- _Set task_: Return each line below that contains the string "kitchen".

============

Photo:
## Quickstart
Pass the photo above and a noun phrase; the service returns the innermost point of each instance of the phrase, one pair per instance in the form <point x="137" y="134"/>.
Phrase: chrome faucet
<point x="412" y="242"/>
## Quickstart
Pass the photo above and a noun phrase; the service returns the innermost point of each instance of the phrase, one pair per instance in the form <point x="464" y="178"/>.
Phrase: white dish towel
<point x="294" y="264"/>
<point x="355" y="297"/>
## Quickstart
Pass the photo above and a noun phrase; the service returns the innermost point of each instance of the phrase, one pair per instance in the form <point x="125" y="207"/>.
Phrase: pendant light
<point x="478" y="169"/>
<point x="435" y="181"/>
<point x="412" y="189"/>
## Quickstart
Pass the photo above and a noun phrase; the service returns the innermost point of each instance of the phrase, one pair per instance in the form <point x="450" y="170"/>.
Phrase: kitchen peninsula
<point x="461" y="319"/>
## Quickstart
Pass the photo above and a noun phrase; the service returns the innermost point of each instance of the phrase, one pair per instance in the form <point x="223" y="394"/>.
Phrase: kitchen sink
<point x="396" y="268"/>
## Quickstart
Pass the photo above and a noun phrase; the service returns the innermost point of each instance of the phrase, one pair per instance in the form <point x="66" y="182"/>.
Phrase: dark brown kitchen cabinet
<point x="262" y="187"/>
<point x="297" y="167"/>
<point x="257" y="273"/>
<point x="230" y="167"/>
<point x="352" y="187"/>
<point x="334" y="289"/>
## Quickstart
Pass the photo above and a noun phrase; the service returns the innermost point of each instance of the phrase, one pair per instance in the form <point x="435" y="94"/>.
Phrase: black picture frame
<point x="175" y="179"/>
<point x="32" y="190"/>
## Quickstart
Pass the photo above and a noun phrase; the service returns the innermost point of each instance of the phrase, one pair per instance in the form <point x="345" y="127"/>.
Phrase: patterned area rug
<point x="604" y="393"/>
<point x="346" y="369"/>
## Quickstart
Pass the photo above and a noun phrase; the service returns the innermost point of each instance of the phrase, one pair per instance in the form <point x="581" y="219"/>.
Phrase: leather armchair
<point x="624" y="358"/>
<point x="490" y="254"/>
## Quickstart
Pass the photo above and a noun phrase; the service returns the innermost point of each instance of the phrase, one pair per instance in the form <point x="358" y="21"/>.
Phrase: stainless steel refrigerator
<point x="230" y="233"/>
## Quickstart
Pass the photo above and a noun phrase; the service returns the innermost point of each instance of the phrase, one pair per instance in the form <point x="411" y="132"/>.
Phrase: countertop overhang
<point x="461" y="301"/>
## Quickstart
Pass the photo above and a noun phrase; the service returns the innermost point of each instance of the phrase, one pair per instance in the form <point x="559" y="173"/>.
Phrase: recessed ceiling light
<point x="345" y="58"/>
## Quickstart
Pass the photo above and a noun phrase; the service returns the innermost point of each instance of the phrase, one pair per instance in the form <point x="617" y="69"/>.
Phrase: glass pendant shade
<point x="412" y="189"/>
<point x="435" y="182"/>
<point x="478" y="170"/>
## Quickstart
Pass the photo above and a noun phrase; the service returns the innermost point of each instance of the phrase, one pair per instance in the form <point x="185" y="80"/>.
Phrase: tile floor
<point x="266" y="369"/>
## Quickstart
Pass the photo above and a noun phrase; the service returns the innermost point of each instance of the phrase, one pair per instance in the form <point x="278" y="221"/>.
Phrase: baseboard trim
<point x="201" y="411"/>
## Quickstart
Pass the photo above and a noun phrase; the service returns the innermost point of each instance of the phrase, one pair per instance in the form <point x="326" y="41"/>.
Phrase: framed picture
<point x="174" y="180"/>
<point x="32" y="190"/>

============

- _Solution for this problem_:
Phrase: kitchen peninsula
Phrase: kitchen sink
Phrase: dark brown kitchen cabinet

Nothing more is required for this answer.